## Tasks for this exercise
A) Answer the following from the State Case Database page, giving each answer on its own line with the matching mark.
(i) How often is the database updated?
(ii) Through which month and year were cases included in the last comprehensive update?
(iii) In what year was the amendment at issue in Johnson v. Wyoming adopted?
B) Continue the State Case Database page from the point at which it stops.

## Excerpt
[Start of Attachment]

State Case Database
Search State Court Report's database of significant state supreme court decisions and pending cases. Download decisions and briefs for cases that develop state constitutional law. This is a selected database and does not include every state supreme court case. See methodology and "How to Use the State Case Database" for more information.
This database is updated monthly, although individual cases may be updated more frequently. Last updated comprehensively with cases decided through June 2025.
Featured Cases
Johnson v. Wyoming
Wyoming Supreme Court struck down the state's abortion and medication abortion bans for violating a 2012 amendment that granted adults the right to make their own health care decisions
League of Women Voters of Utah v. Utah State Legislature (LWV 1)

[End of Attachment]

## Data to examine
[Start of Attachment]

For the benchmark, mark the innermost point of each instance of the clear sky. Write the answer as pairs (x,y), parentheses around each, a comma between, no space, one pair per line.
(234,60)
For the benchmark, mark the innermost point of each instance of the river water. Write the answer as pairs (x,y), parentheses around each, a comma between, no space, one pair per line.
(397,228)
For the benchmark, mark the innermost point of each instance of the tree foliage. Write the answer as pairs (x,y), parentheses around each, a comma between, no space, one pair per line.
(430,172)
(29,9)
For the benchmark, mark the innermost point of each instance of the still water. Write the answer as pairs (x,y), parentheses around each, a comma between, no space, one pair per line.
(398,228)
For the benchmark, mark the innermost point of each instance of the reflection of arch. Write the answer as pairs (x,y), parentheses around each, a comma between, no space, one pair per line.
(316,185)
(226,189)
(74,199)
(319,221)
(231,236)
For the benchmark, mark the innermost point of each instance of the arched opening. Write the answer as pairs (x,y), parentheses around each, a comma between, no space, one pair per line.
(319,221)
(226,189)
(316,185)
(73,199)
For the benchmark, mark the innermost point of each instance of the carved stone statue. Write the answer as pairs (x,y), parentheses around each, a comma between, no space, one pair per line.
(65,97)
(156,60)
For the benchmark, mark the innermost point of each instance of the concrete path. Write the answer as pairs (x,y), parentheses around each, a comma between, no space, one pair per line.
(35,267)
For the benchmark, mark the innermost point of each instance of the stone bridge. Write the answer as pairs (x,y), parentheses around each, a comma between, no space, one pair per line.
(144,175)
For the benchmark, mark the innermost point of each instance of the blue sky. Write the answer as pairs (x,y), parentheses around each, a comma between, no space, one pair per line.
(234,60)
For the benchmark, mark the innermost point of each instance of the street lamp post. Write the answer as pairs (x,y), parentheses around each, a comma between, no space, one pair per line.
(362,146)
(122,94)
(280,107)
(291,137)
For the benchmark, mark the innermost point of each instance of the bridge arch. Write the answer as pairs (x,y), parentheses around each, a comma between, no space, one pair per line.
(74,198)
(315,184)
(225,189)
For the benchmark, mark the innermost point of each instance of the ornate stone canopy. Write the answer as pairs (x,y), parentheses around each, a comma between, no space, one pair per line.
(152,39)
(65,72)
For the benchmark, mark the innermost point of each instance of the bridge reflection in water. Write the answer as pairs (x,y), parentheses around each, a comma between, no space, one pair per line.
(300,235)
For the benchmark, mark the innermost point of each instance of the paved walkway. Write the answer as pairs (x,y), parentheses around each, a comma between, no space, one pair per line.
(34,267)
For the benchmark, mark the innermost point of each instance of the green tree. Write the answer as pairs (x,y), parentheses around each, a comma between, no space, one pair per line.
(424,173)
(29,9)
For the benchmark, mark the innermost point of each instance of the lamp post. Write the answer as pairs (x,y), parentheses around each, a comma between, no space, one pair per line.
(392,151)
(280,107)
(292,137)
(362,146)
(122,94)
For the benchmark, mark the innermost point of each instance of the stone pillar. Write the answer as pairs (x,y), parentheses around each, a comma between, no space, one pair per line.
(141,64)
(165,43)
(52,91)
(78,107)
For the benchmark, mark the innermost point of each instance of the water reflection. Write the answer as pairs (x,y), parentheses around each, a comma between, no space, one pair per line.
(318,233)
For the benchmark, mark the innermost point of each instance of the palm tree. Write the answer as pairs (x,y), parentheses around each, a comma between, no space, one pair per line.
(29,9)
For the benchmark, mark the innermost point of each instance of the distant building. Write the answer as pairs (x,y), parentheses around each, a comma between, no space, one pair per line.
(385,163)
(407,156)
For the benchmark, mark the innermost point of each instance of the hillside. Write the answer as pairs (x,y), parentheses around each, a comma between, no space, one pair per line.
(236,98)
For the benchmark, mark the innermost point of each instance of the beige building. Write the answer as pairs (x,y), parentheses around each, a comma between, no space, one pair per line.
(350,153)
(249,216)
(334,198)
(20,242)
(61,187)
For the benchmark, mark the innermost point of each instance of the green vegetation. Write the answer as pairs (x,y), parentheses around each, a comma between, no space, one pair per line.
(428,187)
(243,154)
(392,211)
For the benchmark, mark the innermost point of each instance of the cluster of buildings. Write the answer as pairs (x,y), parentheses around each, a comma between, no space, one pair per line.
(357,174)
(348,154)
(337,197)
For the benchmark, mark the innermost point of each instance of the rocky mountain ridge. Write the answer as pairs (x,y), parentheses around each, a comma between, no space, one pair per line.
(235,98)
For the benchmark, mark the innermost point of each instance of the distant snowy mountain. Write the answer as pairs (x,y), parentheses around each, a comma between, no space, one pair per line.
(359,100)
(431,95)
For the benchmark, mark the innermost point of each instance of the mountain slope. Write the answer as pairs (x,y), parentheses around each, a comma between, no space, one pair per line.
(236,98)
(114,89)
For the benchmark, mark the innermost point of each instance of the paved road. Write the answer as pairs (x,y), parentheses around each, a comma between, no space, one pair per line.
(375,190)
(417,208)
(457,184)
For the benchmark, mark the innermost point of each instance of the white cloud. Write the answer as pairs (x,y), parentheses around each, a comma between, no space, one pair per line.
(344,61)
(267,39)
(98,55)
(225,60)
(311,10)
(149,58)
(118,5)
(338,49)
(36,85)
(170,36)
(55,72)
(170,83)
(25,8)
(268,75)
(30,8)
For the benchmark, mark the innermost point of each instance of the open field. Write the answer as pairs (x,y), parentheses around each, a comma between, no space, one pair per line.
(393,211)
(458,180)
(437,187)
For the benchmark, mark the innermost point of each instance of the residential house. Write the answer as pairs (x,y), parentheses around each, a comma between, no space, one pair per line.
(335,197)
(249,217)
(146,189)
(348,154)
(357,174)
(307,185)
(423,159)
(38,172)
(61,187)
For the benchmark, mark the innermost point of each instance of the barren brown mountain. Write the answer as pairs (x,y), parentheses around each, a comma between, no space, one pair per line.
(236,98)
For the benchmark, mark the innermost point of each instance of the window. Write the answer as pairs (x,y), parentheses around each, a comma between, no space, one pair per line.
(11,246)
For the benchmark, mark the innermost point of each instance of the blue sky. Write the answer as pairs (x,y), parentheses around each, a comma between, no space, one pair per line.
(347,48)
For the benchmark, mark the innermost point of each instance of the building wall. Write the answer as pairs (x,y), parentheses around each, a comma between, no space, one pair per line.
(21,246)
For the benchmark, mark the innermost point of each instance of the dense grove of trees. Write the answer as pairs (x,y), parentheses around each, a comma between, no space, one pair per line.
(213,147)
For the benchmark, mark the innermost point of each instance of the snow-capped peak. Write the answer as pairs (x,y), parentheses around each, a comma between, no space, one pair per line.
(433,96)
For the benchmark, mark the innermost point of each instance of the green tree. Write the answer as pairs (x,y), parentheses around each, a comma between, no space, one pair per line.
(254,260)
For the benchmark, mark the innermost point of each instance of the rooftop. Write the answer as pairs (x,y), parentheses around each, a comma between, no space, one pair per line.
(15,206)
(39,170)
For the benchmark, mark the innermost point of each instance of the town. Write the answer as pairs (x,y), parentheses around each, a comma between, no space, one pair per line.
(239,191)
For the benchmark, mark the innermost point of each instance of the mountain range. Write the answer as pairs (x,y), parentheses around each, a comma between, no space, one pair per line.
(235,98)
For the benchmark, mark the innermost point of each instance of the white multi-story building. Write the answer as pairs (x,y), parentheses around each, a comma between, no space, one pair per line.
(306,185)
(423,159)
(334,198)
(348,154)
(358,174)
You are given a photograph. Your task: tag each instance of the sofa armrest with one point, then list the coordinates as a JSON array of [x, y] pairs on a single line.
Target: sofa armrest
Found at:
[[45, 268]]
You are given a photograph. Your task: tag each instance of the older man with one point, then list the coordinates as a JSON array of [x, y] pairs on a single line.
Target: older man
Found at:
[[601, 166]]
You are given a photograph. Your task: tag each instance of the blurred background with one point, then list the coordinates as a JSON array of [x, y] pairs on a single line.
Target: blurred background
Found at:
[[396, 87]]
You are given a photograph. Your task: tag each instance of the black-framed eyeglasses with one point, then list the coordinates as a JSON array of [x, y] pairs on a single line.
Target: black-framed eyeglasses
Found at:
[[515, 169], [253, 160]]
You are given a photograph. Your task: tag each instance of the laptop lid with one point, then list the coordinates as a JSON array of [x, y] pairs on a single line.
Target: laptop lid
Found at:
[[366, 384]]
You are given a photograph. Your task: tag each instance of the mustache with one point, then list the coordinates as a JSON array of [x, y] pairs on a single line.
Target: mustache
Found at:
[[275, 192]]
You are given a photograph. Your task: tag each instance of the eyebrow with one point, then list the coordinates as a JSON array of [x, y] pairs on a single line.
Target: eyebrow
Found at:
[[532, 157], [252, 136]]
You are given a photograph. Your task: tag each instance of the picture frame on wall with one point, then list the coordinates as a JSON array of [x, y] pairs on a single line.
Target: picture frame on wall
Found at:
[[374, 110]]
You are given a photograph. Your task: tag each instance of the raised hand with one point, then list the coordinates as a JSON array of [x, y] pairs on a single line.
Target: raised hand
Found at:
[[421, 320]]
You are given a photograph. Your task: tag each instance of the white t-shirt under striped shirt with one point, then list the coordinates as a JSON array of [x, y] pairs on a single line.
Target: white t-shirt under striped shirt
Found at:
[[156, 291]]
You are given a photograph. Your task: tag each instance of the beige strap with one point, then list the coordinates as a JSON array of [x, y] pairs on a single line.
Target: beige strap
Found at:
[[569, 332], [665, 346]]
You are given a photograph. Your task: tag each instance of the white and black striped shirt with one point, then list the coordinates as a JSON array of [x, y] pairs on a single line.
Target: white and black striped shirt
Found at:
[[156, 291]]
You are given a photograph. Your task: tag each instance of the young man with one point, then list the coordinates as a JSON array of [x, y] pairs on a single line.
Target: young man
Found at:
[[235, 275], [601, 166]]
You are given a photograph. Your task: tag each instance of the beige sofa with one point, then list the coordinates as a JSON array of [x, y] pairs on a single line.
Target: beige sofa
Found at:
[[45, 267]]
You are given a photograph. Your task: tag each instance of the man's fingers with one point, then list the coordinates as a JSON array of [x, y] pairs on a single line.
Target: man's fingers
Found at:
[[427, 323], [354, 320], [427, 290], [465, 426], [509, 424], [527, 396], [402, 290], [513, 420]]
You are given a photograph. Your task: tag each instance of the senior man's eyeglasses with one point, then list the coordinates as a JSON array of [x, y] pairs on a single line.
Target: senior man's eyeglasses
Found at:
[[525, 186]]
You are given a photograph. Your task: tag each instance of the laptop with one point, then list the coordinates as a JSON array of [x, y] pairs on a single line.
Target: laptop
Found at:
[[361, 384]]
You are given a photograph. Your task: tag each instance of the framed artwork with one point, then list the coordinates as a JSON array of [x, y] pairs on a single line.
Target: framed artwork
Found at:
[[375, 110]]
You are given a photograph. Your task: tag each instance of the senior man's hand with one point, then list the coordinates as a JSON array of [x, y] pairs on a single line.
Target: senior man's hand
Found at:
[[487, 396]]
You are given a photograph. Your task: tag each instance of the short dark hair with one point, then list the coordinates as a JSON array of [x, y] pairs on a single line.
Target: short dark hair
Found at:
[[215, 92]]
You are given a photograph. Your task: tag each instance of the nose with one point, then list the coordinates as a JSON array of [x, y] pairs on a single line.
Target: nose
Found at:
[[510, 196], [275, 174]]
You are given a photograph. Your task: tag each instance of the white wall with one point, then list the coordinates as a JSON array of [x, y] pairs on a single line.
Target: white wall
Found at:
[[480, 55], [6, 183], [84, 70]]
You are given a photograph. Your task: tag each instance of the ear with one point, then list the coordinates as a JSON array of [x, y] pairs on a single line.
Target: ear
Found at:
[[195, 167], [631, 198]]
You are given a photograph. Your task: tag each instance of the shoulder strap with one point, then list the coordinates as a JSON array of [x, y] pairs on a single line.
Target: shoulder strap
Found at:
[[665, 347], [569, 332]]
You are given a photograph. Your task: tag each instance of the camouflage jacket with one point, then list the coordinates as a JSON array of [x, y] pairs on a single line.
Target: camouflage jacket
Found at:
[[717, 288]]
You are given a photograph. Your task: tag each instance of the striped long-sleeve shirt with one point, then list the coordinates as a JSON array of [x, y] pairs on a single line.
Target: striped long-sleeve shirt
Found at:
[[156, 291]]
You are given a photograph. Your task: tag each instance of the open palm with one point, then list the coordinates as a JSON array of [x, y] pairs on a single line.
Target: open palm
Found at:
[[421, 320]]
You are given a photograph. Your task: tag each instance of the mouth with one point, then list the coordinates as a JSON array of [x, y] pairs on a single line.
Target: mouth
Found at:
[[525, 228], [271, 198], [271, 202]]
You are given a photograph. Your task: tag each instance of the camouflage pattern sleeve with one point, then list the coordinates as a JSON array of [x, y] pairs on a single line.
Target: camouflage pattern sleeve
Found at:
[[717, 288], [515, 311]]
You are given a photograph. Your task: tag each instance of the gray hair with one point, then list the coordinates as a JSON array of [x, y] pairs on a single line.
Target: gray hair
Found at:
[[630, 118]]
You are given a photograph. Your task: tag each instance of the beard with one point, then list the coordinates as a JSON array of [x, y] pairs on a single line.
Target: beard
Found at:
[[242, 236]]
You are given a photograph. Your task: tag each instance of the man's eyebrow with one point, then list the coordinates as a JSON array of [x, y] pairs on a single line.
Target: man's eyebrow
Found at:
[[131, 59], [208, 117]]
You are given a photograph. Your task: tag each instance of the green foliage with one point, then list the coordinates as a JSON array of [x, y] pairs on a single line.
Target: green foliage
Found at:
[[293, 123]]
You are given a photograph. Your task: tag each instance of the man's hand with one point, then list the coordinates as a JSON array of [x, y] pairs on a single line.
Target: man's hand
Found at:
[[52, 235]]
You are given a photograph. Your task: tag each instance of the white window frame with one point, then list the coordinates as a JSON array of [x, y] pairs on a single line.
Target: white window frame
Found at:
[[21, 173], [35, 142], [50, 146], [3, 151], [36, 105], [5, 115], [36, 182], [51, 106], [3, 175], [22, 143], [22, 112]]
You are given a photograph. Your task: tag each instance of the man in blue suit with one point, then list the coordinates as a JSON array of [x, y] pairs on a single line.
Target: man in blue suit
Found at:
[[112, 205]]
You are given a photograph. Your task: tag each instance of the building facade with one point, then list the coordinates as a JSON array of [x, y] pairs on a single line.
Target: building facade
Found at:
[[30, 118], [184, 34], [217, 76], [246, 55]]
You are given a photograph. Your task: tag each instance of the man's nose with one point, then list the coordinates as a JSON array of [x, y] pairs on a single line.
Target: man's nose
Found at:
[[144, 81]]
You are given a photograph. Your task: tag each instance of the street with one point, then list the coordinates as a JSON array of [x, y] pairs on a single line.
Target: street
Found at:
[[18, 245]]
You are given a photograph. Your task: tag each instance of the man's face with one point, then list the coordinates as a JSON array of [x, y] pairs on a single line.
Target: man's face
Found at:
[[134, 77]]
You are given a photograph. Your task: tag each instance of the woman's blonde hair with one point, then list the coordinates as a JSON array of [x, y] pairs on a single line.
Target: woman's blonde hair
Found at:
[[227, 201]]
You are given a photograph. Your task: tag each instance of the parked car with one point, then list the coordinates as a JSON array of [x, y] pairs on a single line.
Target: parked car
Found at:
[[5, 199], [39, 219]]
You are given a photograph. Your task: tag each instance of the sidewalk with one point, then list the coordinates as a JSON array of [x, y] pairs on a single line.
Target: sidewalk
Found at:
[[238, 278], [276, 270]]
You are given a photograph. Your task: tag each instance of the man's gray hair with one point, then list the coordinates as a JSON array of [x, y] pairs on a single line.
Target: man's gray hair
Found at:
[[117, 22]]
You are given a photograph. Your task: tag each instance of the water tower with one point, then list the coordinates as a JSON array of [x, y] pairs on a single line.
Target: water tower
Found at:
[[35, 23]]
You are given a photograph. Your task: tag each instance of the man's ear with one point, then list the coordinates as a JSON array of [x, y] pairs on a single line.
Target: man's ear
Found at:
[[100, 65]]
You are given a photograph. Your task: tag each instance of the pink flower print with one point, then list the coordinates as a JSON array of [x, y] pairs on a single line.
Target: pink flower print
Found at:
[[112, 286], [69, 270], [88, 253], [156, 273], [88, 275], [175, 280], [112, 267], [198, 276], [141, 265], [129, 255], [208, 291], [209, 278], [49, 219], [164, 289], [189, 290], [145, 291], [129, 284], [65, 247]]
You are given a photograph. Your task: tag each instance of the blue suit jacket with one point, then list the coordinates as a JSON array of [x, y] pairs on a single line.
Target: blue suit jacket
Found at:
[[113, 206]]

[End of Attachment]

## Answers provided
A)
(i) Monthly
(ii) June 2025
(iii) 2012

B)
Utah Supreme Court sent partisan gerrymandering case back to lower court to consider whether the legislature violated voters' fundamental right to "reform or alter" their government when it overturned redistricting reforms passed by initiative. Lower court found legislators violated that right and struck the current congressional map, adopting an alternative proposed by the plaintiffs
Jackson v. Florida
Florida Supreme Court upheld a 2023 law that permits eligible defendants to be sentenced to death on the recommendation of only 8 of 12 jurors
Black Voters Matter v. Byrd
Florida Supreme Court upheld the state's 2022 congressional map against voting rights groups' challenge that it diminishes Black voters' ability to elect candidates of their choice in violation of a 2010 amendment, finding the plaintiffs had not proven the possibility of drawing a remedial map that complies with the federal equal protection clause.
Evers v. Marklein
Wisconsin Supreme Court held that statutes permitting a legislative committee to pause, object to, or suspend administrative rules for varying periods of time both before and after promulgation — used by the committee in this case effectively to block for three years a rule banning “conversion therapy” for LGBTQ+ patients — facially violate the state constitution’s bicameralism and presentment requirements.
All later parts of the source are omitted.